**Provided records**

------------------------

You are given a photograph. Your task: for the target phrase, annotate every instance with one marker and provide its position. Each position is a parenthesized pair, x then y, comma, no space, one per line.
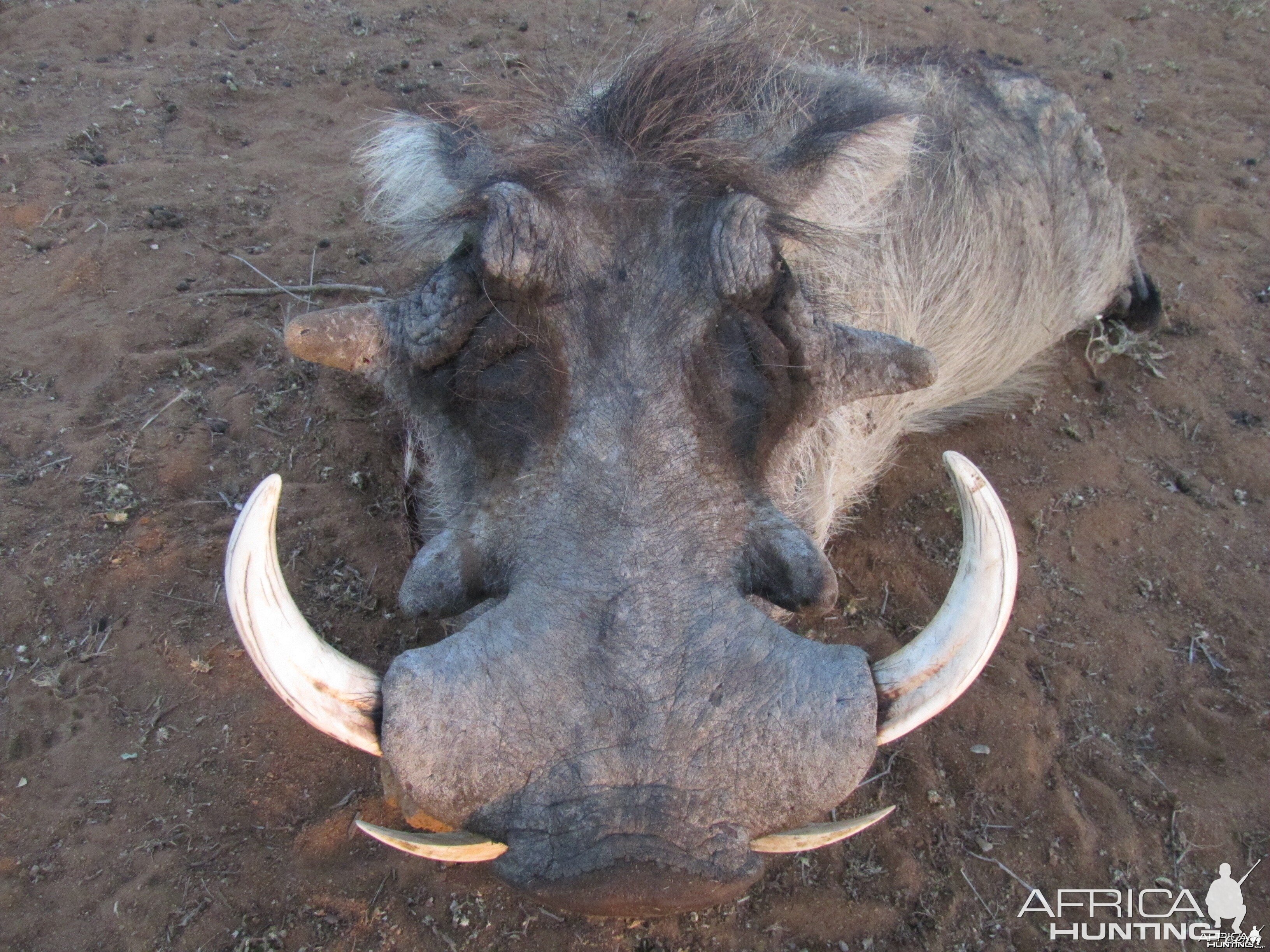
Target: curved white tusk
(335,693)
(931,671)
(458,847)
(816,835)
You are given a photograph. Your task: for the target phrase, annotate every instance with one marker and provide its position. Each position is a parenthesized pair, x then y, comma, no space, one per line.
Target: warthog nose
(637,889)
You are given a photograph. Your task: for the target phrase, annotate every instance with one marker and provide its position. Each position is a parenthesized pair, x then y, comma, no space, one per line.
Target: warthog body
(651,372)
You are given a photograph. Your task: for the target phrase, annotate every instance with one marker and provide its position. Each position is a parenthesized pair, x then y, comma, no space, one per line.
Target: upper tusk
(335,693)
(458,847)
(348,338)
(816,835)
(935,668)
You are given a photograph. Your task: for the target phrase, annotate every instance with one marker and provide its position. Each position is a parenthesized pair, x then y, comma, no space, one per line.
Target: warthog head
(605,372)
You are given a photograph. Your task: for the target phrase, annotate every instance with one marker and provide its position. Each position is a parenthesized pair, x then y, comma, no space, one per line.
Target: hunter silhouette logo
(1226,898)
(1156,914)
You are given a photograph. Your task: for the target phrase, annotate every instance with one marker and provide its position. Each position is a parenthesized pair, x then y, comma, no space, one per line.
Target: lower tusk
(935,668)
(458,847)
(817,835)
(335,693)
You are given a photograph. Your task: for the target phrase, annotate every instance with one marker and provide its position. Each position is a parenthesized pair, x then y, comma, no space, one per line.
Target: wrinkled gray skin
(602,378)
(624,719)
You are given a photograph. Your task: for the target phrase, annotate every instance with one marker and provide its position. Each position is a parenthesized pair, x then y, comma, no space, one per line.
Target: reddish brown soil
(154,795)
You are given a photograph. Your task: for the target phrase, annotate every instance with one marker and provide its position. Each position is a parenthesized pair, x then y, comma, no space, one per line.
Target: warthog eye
(757,367)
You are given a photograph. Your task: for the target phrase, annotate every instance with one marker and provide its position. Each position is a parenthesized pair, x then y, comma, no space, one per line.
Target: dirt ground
(155,795)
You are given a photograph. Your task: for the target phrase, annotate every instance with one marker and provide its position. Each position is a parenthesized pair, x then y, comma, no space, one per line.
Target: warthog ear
(858,173)
(416,171)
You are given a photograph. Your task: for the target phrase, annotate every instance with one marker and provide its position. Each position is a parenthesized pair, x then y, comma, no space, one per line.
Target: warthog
(681,322)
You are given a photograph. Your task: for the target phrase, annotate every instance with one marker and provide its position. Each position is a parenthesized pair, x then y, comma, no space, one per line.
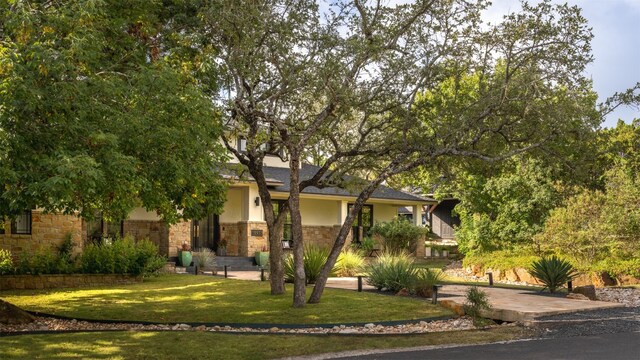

------------------------

**Task instructions**
All of the material above should be written out exactly as given, minus any images.

**Exercise output**
You are given a photograph. Your task: for the target phrase, annotate every instance with one marker and provide its position. Each position is a parenthesized pair, x then y, comma, no space, one per line.
Target: curved white tusk
(335,693)
(931,671)
(458,847)
(816,835)
You are given a photograph. Your task: for the target phrase, annotate every instance with one marker and provide its position. Each position is a parenthesized pair, x then y, comma, no space, one per line.
Target: warthog nose
(637,889)
You are given a photograph. Your task: for the target phrase, annotate every instance with one marker and provide its position. Each position is a parenthesized pair, x then y, comma, no space, one per line.
Target: warthog body
(651,372)
You are given a photograph. Your task: for the target phrase, annotate every instance with one marker and provide its position. Each position is a parenthesized pair, x then y, comma, no space, one per line.
Target: upper tusk
(335,693)
(458,847)
(348,338)
(816,835)
(935,668)
You are given a photograph. Your task: for the target phrase, annotate every instance with one marker and provide its position. Each position is a parenthesized pair, x then y, comma, no space, one per line.
Target: warthog head
(605,372)
You are given a photograph. Your task: for the target phrase, annotate every instance with one marker and provide its position. Each position is a parenthesized pair, x then y, comma, no space, one per line.
Target: hunter silhouette logo
(1226,898)
(1156,914)
You are given a photograph. Your task: for the target phrase, annotate every instance with one marker and provide its position. Each position is a parenthesized pair, x then y, comma, no space, one per line.
Target: lower tusk
(935,668)
(458,847)
(817,835)
(335,693)
You are given a photograph. Your task: for the target phrase, annotate every instance with one marker and provide its position. Each position is a parenthesized pair, x then y, comma, no space, one per line.
Target: wrinkled gray skin
(602,378)
(624,719)
You are given a photograph. Your task: for the target phrase, annotate every instance with one marker and provide its position. Each position is a parenthesized pair, x then y, comma, no space, one per line.
Target: reddish brown soil
(154,795)
You are given a photograph. Your task: for the target phrase, annotate every instance with one marker and provide its position. Each position is a parenthesized pair, x then y, comma, no space, one per line.
Target: warthog eye
(757,367)
You are given a photograph. Your task: for the target phrase, annotate every instance with one marker and provide its position. Each position is a parenthesized pair, x then y, comma, no space, one per line.
Target: dirt ground
(155,795)
You are given a photograph. Your task: for the target phrase, annotate every instance with one marker and provide its position. Each position is a parenthesized pair, x then y, comma, no space, one per line.
Target: warthog ear
(858,173)
(416,171)
You are given a photograph. Your task: for the target phrase, annotate every instance with one marker and provide its position. Each position is a parenthesized pair, x then y, comma, no space, one per line.
Target: warthog
(681,322)
You are given a photograph. Your task: for the target phrase, annotate every instance with one marker and provide its position. Each position is a parenthesized pair, x then y, comma, no space, one per line.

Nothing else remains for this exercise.